*THE RECORDS*
>> begin

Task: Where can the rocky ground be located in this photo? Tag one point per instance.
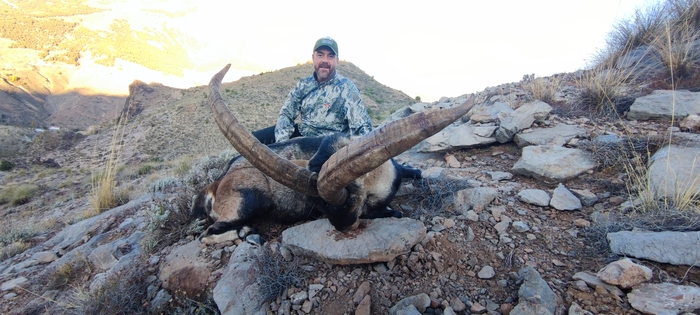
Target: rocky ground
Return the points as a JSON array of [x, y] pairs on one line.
[[472, 259]]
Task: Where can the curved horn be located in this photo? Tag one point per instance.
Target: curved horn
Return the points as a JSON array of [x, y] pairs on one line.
[[373, 149], [259, 155]]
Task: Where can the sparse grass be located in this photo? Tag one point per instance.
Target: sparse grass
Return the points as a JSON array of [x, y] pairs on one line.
[[18, 194], [6, 165], [432, 197], [12, 249], [604, 93], [14, 241], [183, 166], [543, 89], [145, 169], [664, 39], [124, 293], [274, 275], [104, 186]]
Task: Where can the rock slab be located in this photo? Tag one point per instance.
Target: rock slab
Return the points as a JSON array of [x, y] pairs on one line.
[[677, 248], [377, 240], [665, 298]]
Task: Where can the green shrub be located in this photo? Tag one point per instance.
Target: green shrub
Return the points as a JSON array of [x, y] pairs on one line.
[[17, 194], [6, 165]]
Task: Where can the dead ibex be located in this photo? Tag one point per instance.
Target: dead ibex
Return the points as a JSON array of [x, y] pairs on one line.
[[340, 177]]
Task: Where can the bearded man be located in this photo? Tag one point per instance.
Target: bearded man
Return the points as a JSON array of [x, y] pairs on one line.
[[326, 101]]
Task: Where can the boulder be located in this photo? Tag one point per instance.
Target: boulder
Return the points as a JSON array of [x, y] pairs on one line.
[[520, 119], [458, 137], [377, 240], [559, 134], [674, 172], [677, 248], [553, 164], [665, 105], [665, 298]]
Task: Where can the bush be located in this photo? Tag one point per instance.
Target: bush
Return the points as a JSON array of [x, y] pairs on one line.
[[145, 169], [274, 275], [6, 166], [18, 195]]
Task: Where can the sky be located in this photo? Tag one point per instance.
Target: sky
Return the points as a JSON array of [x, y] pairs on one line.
[[429, 49]]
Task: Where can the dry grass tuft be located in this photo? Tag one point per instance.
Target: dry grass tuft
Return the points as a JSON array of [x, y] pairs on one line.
[[659, 43], [18, 194], [104, 194], [274, 275], [432, 197], [14, 241], [543, 89]]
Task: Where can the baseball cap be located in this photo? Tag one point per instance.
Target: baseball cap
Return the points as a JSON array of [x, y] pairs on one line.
[[328, 42]]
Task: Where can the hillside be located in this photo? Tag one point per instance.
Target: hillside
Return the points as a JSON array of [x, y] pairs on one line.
[[169, 122], [572, 194]]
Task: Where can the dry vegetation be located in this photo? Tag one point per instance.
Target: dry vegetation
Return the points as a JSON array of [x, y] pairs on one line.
[[43, 27]]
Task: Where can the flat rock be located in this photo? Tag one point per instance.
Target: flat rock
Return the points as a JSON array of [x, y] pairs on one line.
[[237, 292], [536, 197], [625, 273], [520, 119], [677, 248], [563, 199], [535, 291], [664, 105], [542, 136], [553, 164], [674, 172], [377, 240], [184, 270], [593, 281], [458, 137], [477, 198]]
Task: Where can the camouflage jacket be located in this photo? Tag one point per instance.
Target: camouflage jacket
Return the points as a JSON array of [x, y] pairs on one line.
[[325, 108]]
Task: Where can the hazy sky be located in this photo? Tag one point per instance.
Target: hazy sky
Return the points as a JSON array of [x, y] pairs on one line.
[[429, 48]]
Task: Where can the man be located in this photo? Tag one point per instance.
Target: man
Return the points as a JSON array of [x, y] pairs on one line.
[[326, 101]]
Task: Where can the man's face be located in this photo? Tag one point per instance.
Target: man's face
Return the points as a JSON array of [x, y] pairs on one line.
[[324, 63]]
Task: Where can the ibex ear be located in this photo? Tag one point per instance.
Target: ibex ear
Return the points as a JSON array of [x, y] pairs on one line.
[[329, 145]]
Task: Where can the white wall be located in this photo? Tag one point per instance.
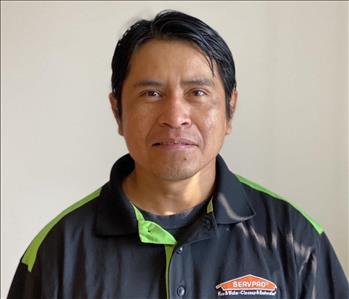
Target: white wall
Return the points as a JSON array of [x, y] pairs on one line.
[[59, 138]]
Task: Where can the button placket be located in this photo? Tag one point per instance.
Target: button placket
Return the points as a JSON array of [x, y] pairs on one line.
[[181, 291]]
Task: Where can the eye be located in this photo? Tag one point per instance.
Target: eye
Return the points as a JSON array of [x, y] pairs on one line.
[[199, 93], [151, 93]]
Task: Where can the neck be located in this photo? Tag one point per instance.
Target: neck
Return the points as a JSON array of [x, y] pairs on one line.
[[163, 197]]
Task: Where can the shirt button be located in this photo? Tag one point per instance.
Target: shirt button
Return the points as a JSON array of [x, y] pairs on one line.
[[180, 291], [179, 250], [208, 223]]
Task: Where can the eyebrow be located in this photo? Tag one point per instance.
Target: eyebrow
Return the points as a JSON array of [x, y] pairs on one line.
[[199, 81]]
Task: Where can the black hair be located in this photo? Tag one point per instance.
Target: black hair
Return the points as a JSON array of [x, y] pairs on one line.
[[170, 24]]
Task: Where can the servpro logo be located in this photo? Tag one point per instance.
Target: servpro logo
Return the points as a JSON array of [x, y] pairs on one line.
[[247, 285]]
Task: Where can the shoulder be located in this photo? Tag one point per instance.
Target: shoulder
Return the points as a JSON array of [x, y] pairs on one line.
[[75, 217], [279, 211]]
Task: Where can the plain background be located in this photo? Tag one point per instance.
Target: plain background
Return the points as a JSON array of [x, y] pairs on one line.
[[59, 138]]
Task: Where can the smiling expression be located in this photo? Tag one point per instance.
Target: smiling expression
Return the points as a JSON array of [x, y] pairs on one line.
[[173, 110]]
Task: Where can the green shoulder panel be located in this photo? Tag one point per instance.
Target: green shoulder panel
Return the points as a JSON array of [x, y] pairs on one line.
[[31, 252], [255, 186]]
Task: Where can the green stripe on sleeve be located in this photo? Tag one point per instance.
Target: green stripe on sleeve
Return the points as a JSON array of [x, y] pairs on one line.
[[255, 186], [30, 254]]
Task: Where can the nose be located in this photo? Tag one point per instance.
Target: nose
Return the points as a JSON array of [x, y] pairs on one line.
[[175, 113]]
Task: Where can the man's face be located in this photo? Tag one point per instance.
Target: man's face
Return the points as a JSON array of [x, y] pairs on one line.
[[173, 110]]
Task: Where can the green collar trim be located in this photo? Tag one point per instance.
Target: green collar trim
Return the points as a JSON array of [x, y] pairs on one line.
[[151, 232]]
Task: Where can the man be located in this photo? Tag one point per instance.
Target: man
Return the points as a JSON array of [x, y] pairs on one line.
[[173, 221]]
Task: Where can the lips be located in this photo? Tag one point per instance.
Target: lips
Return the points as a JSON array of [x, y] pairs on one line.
[[174, 142]]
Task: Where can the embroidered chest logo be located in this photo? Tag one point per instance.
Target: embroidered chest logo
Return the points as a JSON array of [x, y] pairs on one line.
[[247, 285]]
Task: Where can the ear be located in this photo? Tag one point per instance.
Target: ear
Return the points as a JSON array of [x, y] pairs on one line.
[[114, 108], [233, 103]]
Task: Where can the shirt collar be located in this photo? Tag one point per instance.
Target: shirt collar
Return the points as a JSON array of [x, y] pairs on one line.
[[115, 214]]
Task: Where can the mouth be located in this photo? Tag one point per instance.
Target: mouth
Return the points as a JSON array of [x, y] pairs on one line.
[[175, 143]]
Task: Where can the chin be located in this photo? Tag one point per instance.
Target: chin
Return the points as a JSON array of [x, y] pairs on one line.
[[175, 172]]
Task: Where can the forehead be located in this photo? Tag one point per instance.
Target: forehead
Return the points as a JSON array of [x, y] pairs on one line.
[[165, 57]]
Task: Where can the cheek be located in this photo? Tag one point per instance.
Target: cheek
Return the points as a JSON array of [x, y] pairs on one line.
[[136, 124], [214, 124]]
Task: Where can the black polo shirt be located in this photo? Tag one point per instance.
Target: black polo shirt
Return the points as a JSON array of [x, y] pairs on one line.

>> end

*SET EXERCISE*
Output the stretch of the data above from the line containing "Task: Where can the eye be" through the line containing "[[163, 197]]", both included, as a numbered list with blank lines omitted.

*RESULT FOR THIS EXERCISE*
1. Task: Where can the eye be located in this photo? Tag one point per instance.
2. Target: eye
3. Return the points as a JSON array of [x, y] pairs on one line.
4. [[199, 93], [151, 93]]
5. Task: Where can the neck be located in this photo? Tag one point per instance.
6. Target: neck
7. Return the points as a JSON array of [x, y] pairs on one line.
8. [[163, 197]]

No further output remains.